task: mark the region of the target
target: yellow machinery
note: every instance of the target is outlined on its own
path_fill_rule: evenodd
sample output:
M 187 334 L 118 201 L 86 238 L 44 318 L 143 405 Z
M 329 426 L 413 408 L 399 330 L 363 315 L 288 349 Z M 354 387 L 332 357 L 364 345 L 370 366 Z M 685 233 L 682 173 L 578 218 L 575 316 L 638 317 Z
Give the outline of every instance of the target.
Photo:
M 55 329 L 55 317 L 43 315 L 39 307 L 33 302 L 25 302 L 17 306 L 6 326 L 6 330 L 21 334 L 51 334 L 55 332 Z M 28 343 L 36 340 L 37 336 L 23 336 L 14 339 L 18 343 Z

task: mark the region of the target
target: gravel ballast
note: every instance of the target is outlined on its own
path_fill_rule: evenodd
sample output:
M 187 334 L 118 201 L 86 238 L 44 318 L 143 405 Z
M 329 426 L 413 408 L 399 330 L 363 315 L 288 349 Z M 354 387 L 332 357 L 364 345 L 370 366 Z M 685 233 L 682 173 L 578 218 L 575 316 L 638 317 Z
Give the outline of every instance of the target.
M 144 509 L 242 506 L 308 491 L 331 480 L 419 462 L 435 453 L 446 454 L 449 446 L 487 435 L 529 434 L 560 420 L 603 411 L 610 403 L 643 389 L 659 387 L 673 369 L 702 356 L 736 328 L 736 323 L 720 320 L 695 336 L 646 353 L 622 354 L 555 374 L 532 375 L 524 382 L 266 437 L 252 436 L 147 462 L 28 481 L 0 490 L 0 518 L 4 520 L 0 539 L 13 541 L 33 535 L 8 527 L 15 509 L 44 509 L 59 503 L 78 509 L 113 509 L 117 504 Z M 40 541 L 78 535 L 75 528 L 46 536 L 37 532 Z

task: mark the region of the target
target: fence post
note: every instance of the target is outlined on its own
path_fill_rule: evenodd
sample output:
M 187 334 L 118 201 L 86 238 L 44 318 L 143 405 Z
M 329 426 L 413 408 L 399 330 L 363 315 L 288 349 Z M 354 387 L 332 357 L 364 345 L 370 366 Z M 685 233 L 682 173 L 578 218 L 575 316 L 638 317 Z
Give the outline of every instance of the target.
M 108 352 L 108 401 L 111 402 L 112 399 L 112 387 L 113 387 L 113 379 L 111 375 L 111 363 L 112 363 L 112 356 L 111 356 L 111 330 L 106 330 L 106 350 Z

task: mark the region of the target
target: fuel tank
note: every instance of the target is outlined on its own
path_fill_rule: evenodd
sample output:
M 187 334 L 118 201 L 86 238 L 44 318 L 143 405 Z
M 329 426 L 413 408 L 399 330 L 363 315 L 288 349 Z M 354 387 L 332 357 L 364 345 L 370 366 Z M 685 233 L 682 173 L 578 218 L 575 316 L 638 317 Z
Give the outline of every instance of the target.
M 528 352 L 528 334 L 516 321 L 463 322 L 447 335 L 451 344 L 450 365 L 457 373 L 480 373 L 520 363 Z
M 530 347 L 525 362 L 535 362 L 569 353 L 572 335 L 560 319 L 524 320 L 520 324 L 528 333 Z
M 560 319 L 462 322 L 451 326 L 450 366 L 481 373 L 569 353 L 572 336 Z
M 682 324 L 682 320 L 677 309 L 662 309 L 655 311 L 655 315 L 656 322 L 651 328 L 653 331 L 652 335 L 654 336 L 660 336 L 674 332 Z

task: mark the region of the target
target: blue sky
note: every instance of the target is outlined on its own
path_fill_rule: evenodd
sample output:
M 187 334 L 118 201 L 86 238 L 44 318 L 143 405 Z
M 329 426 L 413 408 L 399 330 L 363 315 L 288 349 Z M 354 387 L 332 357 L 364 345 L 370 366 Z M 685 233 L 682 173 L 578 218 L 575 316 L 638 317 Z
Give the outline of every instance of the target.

> Task instructions: Each line above should be copied exactly, with no line missing.

> Solution below:
task: mark the region of the target
target: yellow machinery
note: every instance of the target is outlined on its own
path_fill_rule: evenodd
sample output:
M 187 334 L 118 201 L 86 238 L 44 318 L 143 405 Z
M 329 426 L 413 408 L 399 330 L 363 315 L 288 349 Z M 354 387 L 332 357 L 364 345 L 370 366 Z M 685 233 L 682 173 L 578 218 L 575 316 L 638 317 Z
Give the outline of every instance of the target.
Photo:
M 55 329 L 55 317 L 43 315 L 39 307 L 33 302 L 25 302 L 17 306 L 6 326 L 6 330 L 21 334 L 51 334 L 55 332 Z M 28 343 L 36 340 L 37 336 L 23 336 L 14 339 L 18 343 Z

task: mark the region of the target
target: gravel ballast
note: every instance of the target is outlined on its own
path_fill_rule: evenodd
sample output:
M 187 334 L 118 201 L 86 238 L 44 318 L 143 405 Z
M 329 426 L 413 408 L 399 330 L 363 315 L 288 349 Z M 354 387 L 332 357 L 364 345 L 370 366 Z M 685 233 L 682 173 L 578 218 L 575 316 L 638 317 Z
Give the outline of every instance of the target.
M 144 509 L 242 506 L 308 491 L 331 480 L 419 462 L 435 453 L 446 454 L 449 446 L 487 435 L 529 434 L 560 420 L 603 411 L 610 403 L 643 389 L 659 387 L 673 369 L 702 356 L 736 328 L 736 323 L 720 320 L 695 336 L 646 353 L 622 354 L 555 374 L 532 375 L 524 382 L 266 437 L 252 436 L 147 462 L 28 481 L 0 490 L 0 518 L 4 520 L 0 539 L 13 541 L 33 535 L 8 527 L 15 509 L 44 509 L 59 503 L 78 509 L 113 509 L 117 504 Z M 40 541 L 78 535 L 75 528 L 46 536 L 37 532 Z

task: mark the region of the target
target: fence post
note: every instance of the target is outlined on its own
path_fill_rule: evenodd
sample output:
M 187 334 L 118 201 L 86 238 L 44 318 L 143 405 Z
M 329 426 L 413 408 L 399 330 L 363 315 L 288 349 Z M 354 387 L 332 357 L 364 345 L 370 366 Z M 685 233 L 682 173 L 578 218 L 575 316 L 638 317 Z
Give the outline of every instance of the target.
M 108 352 L 108 401 L 111 402 L 112 399 L 112 387 L 113 387 L 113 379 L 111 375 L 111 363 L 112 363 L 112 356 L 111 356 L 111 330 L 106 330 L 106 350 Z

task: mark the region of the target
target: fuel tank
note: every instance of the target is outlined on its own
path_fill_rule: evenodd
sample output:
M 187 334 L 118 201 L 86 238 L 44 318 L 143 405 Z
M 329 426 L 413 408 L 399 330 L 363 315 L 288 349 Z M 354 387 L 332 357 L 364 345 L 370 366 Z M 685 233 L 682 173 L 578 218 L 575 316 L 638 317 Z
Give the outline of every instance of the target.
M 528 352 L 528 334 L 516 321 L 463 322 L 447 335 L 451 344 L 450 365 L 457 373 L 480 373 L 520 363 Z
M 530 347 L 525 362 L 535 362 L 569 353 L 572 335 L 560 319 L 524 320 L 520 324 L 528 333 Z
M 560 319 L 462 322 L 451 326 L 450 366 L 481 373 L 569 353 L 572 336 Z
M 682 324 L 682 320 L 677 309 L 662 309 L 655 311 L 655 315 L 656 322 L 651 328 L 653 331 L 652 335 L 654 336 L 660 336 L 674 332 Z

task: mark the region of the target
target: blue sky
note: every instance of the target is outlined on its own
path_fill_rule: evenodd
sample output:
M 187 334 L 118 201 L 86 238 L 44 318 L 143 405 Z
M 329 426 L 413 408 L 399 330 L 363 315 L 288 349 Z M 354 387 L 332 357 L 364 345 L 370 366 Z M 685 233 L 682 173 L 578 218 L 575 316 L 638 317 Z
Give the outline of every instance of the target.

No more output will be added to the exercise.